### WHAT IS BEING ASKED
Using the listing below, copy every line that mentions "leaf".

### DATA FOR PROCESSING
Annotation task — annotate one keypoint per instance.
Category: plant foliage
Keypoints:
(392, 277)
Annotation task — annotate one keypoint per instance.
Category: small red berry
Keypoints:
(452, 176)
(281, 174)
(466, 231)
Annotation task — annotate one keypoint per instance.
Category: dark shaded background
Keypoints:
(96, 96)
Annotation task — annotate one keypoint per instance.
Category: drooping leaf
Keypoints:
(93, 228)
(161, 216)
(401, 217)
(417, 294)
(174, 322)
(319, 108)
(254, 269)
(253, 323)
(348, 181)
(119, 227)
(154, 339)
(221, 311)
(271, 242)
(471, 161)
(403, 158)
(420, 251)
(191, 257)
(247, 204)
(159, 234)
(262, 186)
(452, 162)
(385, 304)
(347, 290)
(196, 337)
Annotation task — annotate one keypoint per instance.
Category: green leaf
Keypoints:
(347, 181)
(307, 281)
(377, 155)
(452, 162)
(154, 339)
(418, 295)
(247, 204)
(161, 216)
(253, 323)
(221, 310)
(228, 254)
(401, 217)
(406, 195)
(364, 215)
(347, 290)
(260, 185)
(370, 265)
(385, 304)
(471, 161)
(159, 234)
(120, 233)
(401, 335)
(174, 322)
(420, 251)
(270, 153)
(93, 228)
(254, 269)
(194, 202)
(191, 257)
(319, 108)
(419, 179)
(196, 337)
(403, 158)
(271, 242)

---

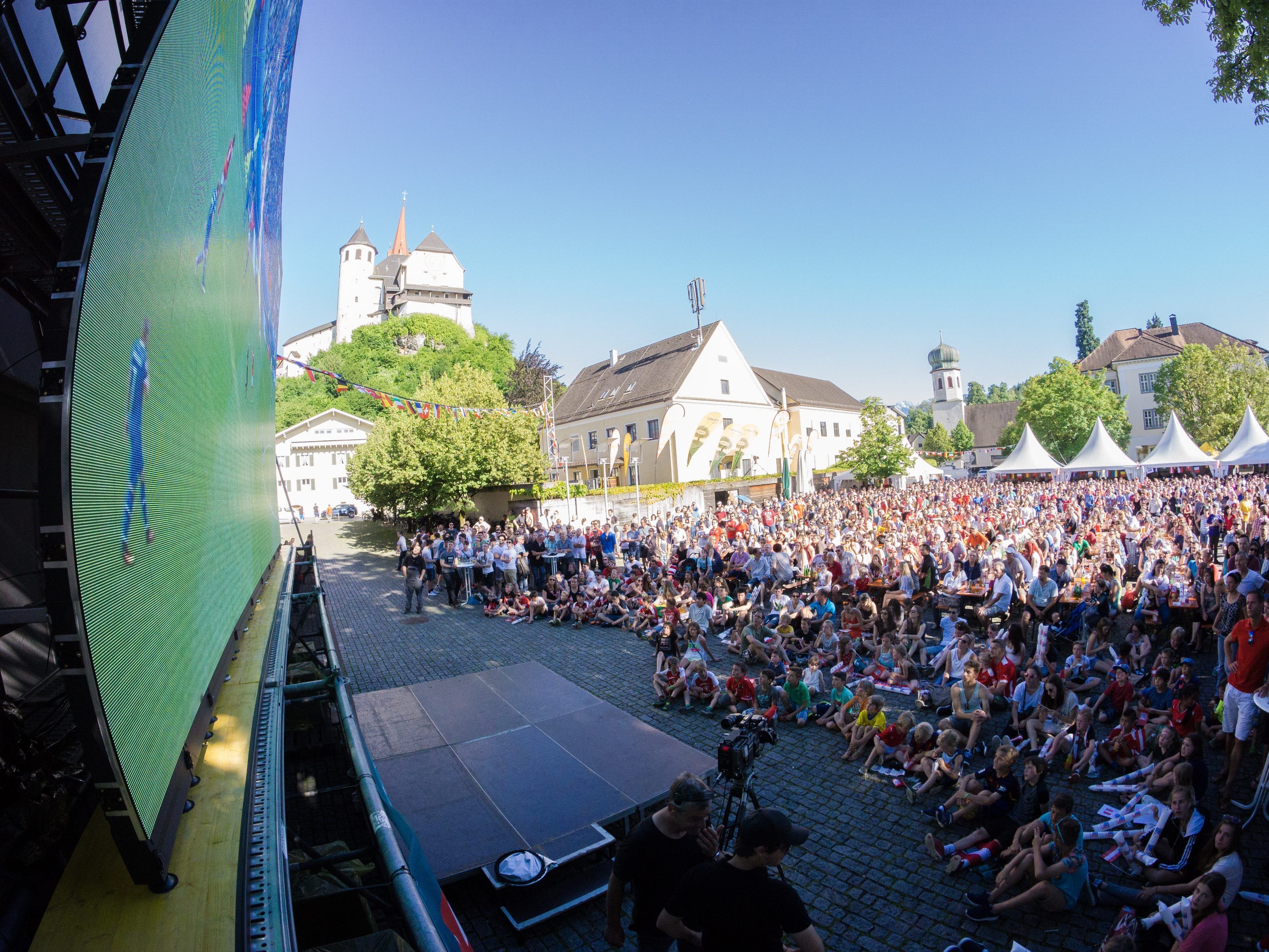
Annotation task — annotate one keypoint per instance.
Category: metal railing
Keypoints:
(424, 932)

---

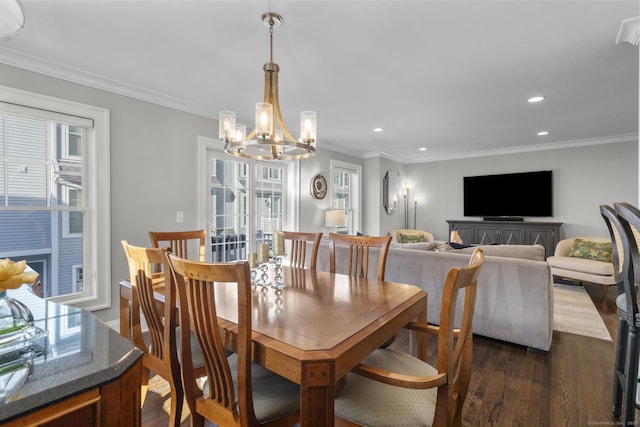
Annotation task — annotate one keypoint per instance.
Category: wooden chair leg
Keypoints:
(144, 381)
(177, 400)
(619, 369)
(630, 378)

### FINISHED TASK
Category: drooping leaf
Category: green leaf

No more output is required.